TASK GOAL: Copy every line that contains the string "water" from the entries below.
-------- DATA EXTRACT --------
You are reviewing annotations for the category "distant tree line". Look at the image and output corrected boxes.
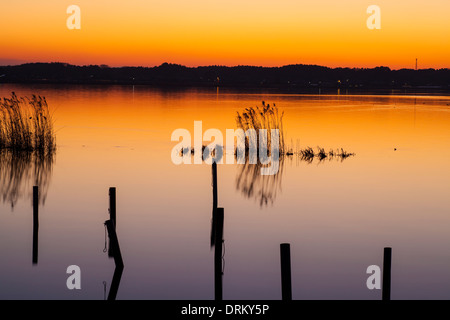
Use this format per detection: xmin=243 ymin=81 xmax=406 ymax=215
xmin=0 ymin=62 xmax=449 ymax=92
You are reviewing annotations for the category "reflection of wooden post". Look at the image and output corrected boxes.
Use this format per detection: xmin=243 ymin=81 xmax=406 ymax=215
xmin=280 ymin=243 xmax=292 ymax=300
xmin=32 ymin=186 xmax=39 ymax=265
xmin=109 ymin=187 xmax=116 ymax=228
xmin=214 ymin=207 xmax=224 ymax=301
xmin=108 ymin=265 xmax=124 ymax=300
xmin=211 ymin=162 xmax=218 ymax=247
xmin=105 ymin=218 xmax=124 ymax=300
xmin=105 ymin=220 xmax=124 ymax=269
xmin=382 ymin=247 xmax=392 ymax=301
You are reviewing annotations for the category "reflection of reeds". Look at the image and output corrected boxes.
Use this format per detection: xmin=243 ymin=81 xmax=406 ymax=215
xmin=0 ymin=93 xmax=56 ymax=209
xmin=235 ymin=157 xmax=285 ymax=207
xmin=0 ymin=150 xmax=55 ymax=209
xmin=0 ymin=92 xmax=56 ymax=154
xmin=233 ymin=103 xmax=355 ymax=206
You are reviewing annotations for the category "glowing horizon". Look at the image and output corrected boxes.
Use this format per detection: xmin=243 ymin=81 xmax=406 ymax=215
xmin=1 ymin=0 xmax=449 ymax=69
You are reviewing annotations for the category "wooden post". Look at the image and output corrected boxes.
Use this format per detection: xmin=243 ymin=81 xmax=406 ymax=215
xmin=108 ymin=187 xmax=116 ymax=258
xmin=214 ymin=207 xmax=224 ymax=301
xmin=105 ymin=219 xmax=124 ymax=269
xmin=212 ymin=162 xmax=217 ymax=211
xmin=32 ymin=186 xmax=39 ymax=265
xmin=280 ymin=243 xmax=292 ymax=300
xmin=109 ymin=187 xmax=116 ymax=228
xmin=382 ymin=247 xmax=392 ymax=300
xmin=210 ymin=162 xmax=218 ymax=247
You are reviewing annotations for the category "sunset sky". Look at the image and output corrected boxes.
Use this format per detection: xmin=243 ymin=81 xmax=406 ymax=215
xmin=1 ymin=0 xmax=449 ymax=69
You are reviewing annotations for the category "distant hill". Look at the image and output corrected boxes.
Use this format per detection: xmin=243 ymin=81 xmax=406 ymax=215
xmin=0 ymin=62 xmax=449 ymax=92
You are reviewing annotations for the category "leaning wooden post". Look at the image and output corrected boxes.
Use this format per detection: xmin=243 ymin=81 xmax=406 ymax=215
xmin=109 ymin=187 xmax=116 ymax=228
xmin=105 ymin=219 xmax=124 ymax=269
xmin=382 ymin=247 xmax=392 ymax=300
xmin=214 ymin=207 xmax=224 ymax=301
xmin=280 ymin=243 xmax=292 ymax=300
xmin=32 ymin=186 xmax=39 ymax=265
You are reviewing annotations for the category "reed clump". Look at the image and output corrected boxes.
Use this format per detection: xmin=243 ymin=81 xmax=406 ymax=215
xmin=296 ymin=146 xmax=354 ymax=163
xmin=0 ymin=92 xmax=56 ymax=154
xmin=235 ymin=101 xmax=285 ymax=156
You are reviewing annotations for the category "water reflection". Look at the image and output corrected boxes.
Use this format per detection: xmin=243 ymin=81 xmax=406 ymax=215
xmin=235 ymin=157 xmax=286 ymax=207
xmin=103 ymin=219 xmax=124 ymax=300
xmin=235 ymin=149 xmax=355 ymax=207
xmin=0 ymin=150 xmax=55 ymax=209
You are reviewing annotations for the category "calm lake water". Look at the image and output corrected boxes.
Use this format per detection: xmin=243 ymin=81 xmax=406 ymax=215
xmin=0 ymin=84 xmax=450 ymax=300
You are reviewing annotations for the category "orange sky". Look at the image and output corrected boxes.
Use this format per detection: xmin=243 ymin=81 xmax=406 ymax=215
xmin=1 ymin=0 xmax=449 ymax=69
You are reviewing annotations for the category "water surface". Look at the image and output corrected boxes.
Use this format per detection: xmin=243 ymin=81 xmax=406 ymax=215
xmin=0 ymin=84 xmax=449 ymax=299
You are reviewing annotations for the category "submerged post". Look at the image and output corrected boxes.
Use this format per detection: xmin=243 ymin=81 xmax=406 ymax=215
xmin=280 ymin=243 xmax=292 ymax=300
xmin=32 ymin=186 xmax=39 ymax=265
xmin=105 ymin=219 xmax=124 ymax=269
xmin=214 ymin=207 xmax=224 ymax=301
xmin=382 ymin=247 xmax=392 ymax=300
xmin=109 ymin=187 xmax=116 ymax=228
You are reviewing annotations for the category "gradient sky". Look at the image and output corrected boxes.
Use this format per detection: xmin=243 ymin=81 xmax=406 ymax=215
xmin=1 ymin=0 xmax=449 ymax=68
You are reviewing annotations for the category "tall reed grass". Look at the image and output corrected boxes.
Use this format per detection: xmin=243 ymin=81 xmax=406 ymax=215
xmin=235 ymin=101 xmax=285 ymax=155
xmin=0 ymin=92 xmax=56 ymax=154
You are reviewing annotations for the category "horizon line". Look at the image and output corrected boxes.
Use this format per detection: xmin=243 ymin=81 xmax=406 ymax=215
xmin=1 ymin=61 xmax=448 ymax=71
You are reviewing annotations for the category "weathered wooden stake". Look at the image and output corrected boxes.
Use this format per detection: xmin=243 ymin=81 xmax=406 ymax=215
xmin=109 ymin=187 xmax=116 ymax=228
xmin=212 ymin=161 xmax=217 ymax=210
xmin=214 ymin=207 xmax=224 ymax=301
xmin=211 ymin=162 xmax=218 ymax=247
xmin=280 ymin=243 xmax=292 ymax=300
xmin=108 ymin=187 xmax=117 ymax=258
xmin=105 ymin=219 xmax=124 ymax=269
xmin=32 ymin=186 xmax=39 ymax=265
xmin=382 ymin=247 xmax=392 ymax=300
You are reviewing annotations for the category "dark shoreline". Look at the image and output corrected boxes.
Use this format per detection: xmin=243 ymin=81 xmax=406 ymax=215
xmin=0 ymin=62 xmax=449 ymax=94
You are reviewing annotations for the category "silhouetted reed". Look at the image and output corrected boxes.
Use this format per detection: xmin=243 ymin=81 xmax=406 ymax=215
xmin=296 ymin=146 xmax=355 ymax=163
xmin=0 ymin=92 xmax=56 ymax=209
xmin=235 ymin=101 xmax=285 ymax=155
xmin=232 ymin=103 xmax=355 ymax=206
xmin=0 ymin=92 xmax=56 ymax=154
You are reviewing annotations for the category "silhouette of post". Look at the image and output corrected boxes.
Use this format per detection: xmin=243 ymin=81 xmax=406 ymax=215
xmin=108 ymin=187 xmax=116 ymax=258
xmin=214 ymin=207 xmax=224 ymax=301
xmin=107 ymin=264 xmax=124 ymax=300
xmin=280 ymin=243 xmax=292 ymax=300
xmin=212 ymin=161 xmax=217 ymax=210
xmin=210 ymin=162 xmax=218 ymax=247
xmin=109 ymin=187 xmax=116 ymax=228
xmin=382 ymin=247 xmax=392 ymax=300
xmin=32 ymin=186 xmax=39 ymax=265
xmin=105 ymin=219 xmax=124 ymax=269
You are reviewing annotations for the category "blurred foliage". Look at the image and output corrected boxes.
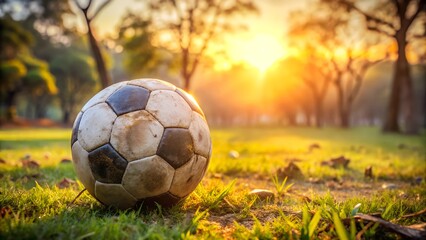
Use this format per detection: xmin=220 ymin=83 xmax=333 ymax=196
xmin=0 ymin=1 xmax=100 ymax=123
xmin=0 ymin=17 xmax=58 ymax=120
xmin=116 ymin=12 xmax=166 ymax=78
xmin=50 ymin=46 xmax=98 ymax=124
xmin=0 ymin=16 xmax=33 ymax=59
xmin=0 ymin=0 xmax=73 ymax=36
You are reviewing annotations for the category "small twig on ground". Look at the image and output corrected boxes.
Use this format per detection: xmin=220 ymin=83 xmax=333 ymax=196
xmin=68 ymin=188 xmax=86 ymax=207
xmin=356 ymin=221 xmax=375 ymax=240
xmin=398 ymin=208 xmax=426 ymax=220
xmin=223 ymin=198 xmax=237 ymax=210
xmin=355 ymin=213 xmax=426 ymax=240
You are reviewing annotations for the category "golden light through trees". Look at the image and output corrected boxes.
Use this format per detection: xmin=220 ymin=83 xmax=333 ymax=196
xmin=225 ymin=34 xmax=286 ymax=74
xmin=7 ymin=0 xmax=421 ymax=129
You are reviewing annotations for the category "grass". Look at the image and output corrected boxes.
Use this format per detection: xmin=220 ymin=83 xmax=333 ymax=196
xmin=0 ymin=127 xmax=425 ymax=239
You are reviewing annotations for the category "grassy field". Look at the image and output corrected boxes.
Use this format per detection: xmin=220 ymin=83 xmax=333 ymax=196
xmin=0 ymin=127 xmax=425 ymax=239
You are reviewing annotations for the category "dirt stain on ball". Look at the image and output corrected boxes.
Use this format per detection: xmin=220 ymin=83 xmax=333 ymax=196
xmin=142 ymin=167 xmax=168 ymax=192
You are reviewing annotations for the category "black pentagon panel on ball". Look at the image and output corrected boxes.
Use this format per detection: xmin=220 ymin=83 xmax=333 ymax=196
xmin=88 ymin=144 xmax=128 ymax=184
xmin=71 ymin=112 xmax=82 ymax=146
xmin=106 ymin=85 xmax=150 ymax=115
xmin=137 ymin=192 xmax=182 ymax=209
xmin=157 ymin=128 xmax=194 ymax=169
xmin=175 ymin=88 xmax=205 ymax=117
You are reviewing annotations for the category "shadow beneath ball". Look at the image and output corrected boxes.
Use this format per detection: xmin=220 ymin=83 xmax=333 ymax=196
xmin=135 ymin=194 xmax=185 ymax=211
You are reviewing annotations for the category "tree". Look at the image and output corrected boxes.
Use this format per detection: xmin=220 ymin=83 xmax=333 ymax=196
xmin=0 ymin=17 xmax=57 ymax=121
xmin=0 ymin=56 xmax=57 ymax=121
xmin=287 ymin=9 xmax=344 ymax=128
xmin=147 ymin=0 xmax=257 ymax=91
xmin=50 ymin=47 xmax=98 ymax=124
xmin=288 ymin=2 xmax=387 ymax=128
xmin=0 ymin=0 xmax=73 ymax=44
xmin=264 ymin=57 xmax=306 ymax=126
xmin=300 ymin=47 xmax=333 ymax=128
xmin=331 ymin=0 xmax=426 ymax=133
xmin=116 ymin=12 xmax=166 ymax=78
xmin=75 ymin=0 xmax=112 ymax=88
xmin=330 ymin=48 xmax=384 ymax=128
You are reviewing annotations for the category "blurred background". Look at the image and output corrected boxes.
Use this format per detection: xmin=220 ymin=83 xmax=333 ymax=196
xmin=0 ymin=0 xmax=425 ymax=134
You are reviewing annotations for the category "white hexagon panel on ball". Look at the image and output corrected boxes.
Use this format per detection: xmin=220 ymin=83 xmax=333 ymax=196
xmin=146 ymin=90 xmax=192 ymax=128
xmin=77 ymin=103 xmax=117 ymax=152
xmin=110 ymin=110 xmax=164 ymax=161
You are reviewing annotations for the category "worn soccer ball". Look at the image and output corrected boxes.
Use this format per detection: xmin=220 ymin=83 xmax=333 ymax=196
xmin=71 ymin=79 xmax=211 ymax=209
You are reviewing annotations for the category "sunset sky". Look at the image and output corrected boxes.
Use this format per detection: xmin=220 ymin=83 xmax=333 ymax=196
xmin=71 ymin=0 xmax=308 ymax=73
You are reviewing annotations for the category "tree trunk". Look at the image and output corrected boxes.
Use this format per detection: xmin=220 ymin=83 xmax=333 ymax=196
xmin=314 ymin=99 xmax=324 ymax=128
xmin=87 ymin=24 xmax=111 ymax=89
xmin=183 ymin=76 xmax=191 ymax=92
xmin=399 ymin=39 xmax=418 ymax=134
xmin=63 ymin=110 xmax=70 ymax=125
xmin=306 ymin=112 xmax=312 ymax=126
xmin=383 ymin=61 xmax=402 ymax=132
xmin=383 ymin=29 xmax=417 ymax=133
xmin=340 ymin=108 xmax=350 ymax=128
xmin=335 ymin=81 xmax=348 ymax=128
xmin=5 ymin=90 xmax=17 ymax=121
xmin=424 ymin=66 xmax=426 ymax=128
xmin=34 ymin=95 xmax=49 ymax=119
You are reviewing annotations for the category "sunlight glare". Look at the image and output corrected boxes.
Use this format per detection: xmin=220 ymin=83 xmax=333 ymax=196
xmin=230 ymin=34 xmax=285 ymax=73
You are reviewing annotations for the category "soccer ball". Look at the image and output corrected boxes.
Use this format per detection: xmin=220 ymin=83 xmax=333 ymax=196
xmin=71 ymin=79 xmax=211 ymax=209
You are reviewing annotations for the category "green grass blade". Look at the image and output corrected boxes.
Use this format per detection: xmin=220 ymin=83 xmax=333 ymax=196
xmin=350 ymin=219 xmax=356 ymax=240
xmin=308 ymin=209 xmax=322 ymax=238
xmin=333 ymin=211 xmax=349 ymax=240
xmin=208 ymin=179 xmax=236 ymax=210
xmin=302 ymin=206 xmax=310 ymax=228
--------
WRITTEN SOLUTION:
You are reviewing annotations for the category "water reflection". Look at the image and output corrected boxes.
You are reviewing annotations for the category "calm lake water". Look at the image and output corrected boxes.
You are reviewing annotations for the category "water surface". Look at the image and output corrected boxes.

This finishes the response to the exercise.